## START Source extract

Communalism and Lanka's power game

An exclusive interview with Venerable Baddegama Samitha Thera MP,

by W. T. J. S. Kaviratne - Ambalangoda special correspondent



Venerable Baddegama Samitha Thera

Q: In comparison to previous attempts at ceasing fire, the ongoing ceasefire agreement between the LTTE and the Government has so far proved to be a success. To what do you attribute its success?

A: I think after the terrorist attack on the World Trade Centre in America on September 11th, mostly due to inevitable international pressure, LTTE would have decided to give up terrorist strategies in achieving their rights.

The decision made by LTTE to join the political mainstream could be considered a healthy development. After 20 years of war the LTTE had occupied only a certain part of the land. Resolving some of the thorny issues such as the concept of Eelam through dialogue is an important achievement.

Q: When the present Prime Minister, Ranil Wickremesinghe was the Leader of the Opposition, some sections in the PA government said Ranil was silent over the political package introduced by then PA government as a solution to the ethnic conflict. They criticised Ranil Wickremesinghe for maintaining a silence without inciting the general public against the political package of the then PA government.

Taking these things into account, do you think the present Prime Minister Ranil Wickremesinghe since the inception of the ethnic conflict had acted in a sensible manner, refraining from instigating people?

A: Prime Minister Ranil Wickremesinghe is an experienced veteran politician. The other politicians were unsuccessful in handling the ethnic conflict mostly due to their inexperience on the effective strategies of governance in crisis situations. As a successful statesman he constantly sought the cooperation of the opposition. He continued the dialogue not only with the politicians of North-East but also with the representatives of the people of the South.

## END Source extract
## START Data

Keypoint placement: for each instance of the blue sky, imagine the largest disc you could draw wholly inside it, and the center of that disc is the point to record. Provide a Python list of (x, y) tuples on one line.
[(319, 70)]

## END Data

Rewrite the interview starting with "An exclusive interview" and going on through "an important achievement.", changing "terrorist" to "militant" wherever it occurs. The listing has no connection to the interview.

Result of this exercise:
An exclusive interview with Venerable Baddegama Samitha Thera MP,

by W. T. J. S. Kaviratne - Ambalangoda special correspondent



Venerable Baddegama Samitha Thera

Q: In comparison to previous attempts at ceasing fire, the ongoing ceasefire agreement between the LTTE and the Government has so far proved to be a success. To what do you attribute its success?

A: I think after the militant attack on the World Trade Centre in America on September 11th, mostly due to inevitable international pressure, LTTE would have decided to give up militant strategies in achieving their rights.

The decision made by LTTE to join the political mainstream could be considered a healthy development. After 20 years of war the LTTE had occupied only a certain part of the land. Resolving some of the thorny issues such as the concept of Eelam through dialogue is an important achievement.